__Source extract__.
◇ ◇ ◇ ◇ ◇

The biggest benefit for a smaller website like this blog is not performance. (S3 is usually pretty quick already.) Instead, CloudFront gives us the ability to setup an SSL certificate for you custom domain, which would not be possible with S3 alone. Note that even though the CloudFront default certificates are free, CloudFront itself introduces some additional costs (depending on how you use it).4
In order to setup CloudFront, create a Distribution in the AWS Console. It’s up to you whether you want to use the caching mechanism or not. Caching can be annoying sometimes, because file changes take much longer to be rolled out. If you set a custom TTL of 0, CloudFront will check the origin for modifications on each request.5 Don’t worry too much about the performance implications – they are most likely neglectable.
Here are some further remarks for the CloudFront settings:
- Price class: Beware that the pricing is dependent on the number of edges you want to deploy to.
- TTL: CloudFront respects the original caching headers, but you can override the expiration times with the TTL values, even with a value of 0. (Which would disable the cache effect altogether.)
- Origin domain name: If you want CloudFront to lookup
index.html
files everywhere, you have to connect to the endpoint of the S3 static website instead of the regular S3 endpoint (so, say,mybucket.s3-website-us-east-1.amazonaws.com
instead ofmybucket.s3.amazonaws.com
). Since requests to the static webserver are not authenticated internally, bucket access must be public in this case. - Bucket Permissions: Basically, permissions can be restricted to the CloudFront distribution. However, if you want the index-file lookup as described above, read access must be granted to everyone (
*
). - HTTPS: Activate HTTPS with a default CloudFront certificate. It’s free and AWS will take care of managing the certificate for you.
- CNAME: You must list all the CNAMEs that you have setup, otherwise the according requests via your own domain will fail.

◇ ◇ ◇ ◇ ◇

__Recorded data__.
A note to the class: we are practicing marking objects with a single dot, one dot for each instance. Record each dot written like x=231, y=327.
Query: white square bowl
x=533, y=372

◇ ◇ ◇ ◇ ◇

__Instructions__.
(a) In the text about CloudFront, what happens when you set a custom TTL of 0?
(b) Continue the text about CloudFront from the end of its last sentence.

__Answers__.
(a) CloudFront checks the origin for modifications on each request.

(b)
- Query String Forwarding: It can be handy to activate this, if query strings get processed via JavaScript or if you want to bypass caching for particular assets (by appending an arbitrary query value to a URL.)
When you decide for CloudFront, you might consider to use s3cmd
instead of the AWS CLI in the deploy step, because it provides the option to automatically trigger cache invalidation for uploaded files (with the --cf-invalidate
option.)
Provisioning tools
Nowadays, infrastructure can be setup in a modern DevOps fashion with tools like terraform. This is not just cool, but it brings in several benefits like predictability and reproducibility. On the other hand though, this would add another layer of complexity and is probably overkill for a simple setup like ours. The infrastructure that is described here can be easily maintained via the AWS web interface (aka Cloud Console).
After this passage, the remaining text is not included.